(INFORMATION Opens)
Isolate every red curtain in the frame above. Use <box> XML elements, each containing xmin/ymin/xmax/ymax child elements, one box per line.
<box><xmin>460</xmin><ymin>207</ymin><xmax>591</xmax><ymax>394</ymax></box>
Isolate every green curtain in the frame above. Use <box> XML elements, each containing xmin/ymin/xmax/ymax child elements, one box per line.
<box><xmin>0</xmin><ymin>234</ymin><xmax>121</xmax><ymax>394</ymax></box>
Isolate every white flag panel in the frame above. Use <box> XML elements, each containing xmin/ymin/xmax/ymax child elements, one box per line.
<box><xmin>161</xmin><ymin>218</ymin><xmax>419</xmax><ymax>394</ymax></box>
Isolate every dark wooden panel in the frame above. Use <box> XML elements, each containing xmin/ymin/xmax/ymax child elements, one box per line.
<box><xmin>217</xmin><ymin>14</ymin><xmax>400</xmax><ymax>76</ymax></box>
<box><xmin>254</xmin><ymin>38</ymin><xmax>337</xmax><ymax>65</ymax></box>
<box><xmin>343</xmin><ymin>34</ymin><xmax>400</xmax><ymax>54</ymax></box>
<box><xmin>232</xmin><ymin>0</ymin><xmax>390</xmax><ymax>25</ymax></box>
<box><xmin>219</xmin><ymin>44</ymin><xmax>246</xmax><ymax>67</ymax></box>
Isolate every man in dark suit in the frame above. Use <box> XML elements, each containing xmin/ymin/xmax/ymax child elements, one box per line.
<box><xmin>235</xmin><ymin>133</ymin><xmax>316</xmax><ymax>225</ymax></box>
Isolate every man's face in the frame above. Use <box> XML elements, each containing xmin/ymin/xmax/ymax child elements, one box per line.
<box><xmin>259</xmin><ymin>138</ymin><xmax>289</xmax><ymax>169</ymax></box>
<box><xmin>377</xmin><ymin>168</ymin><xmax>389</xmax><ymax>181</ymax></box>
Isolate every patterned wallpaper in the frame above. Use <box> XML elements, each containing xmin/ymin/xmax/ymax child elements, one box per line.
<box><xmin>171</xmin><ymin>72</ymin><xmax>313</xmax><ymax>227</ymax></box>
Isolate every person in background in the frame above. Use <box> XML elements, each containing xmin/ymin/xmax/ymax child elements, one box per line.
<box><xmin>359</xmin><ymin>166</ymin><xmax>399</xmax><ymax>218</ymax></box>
(INFORMATION Closes)
### DESCRIPTION OF THE TASK
Copy, word for word, the line that contains "Isolate every person" and every line after it through the end of the records, and nothing else.

### TASK OUTPUT
Isolate every person in background in the frame above. Use <box> XML elements, each containing xmin/ymin/xmax/ymax child elements, one box per line.
<box><xmin>359</xmin><ymin>166</ymin><xmax>399</xmax><ymax>218</ymax></box>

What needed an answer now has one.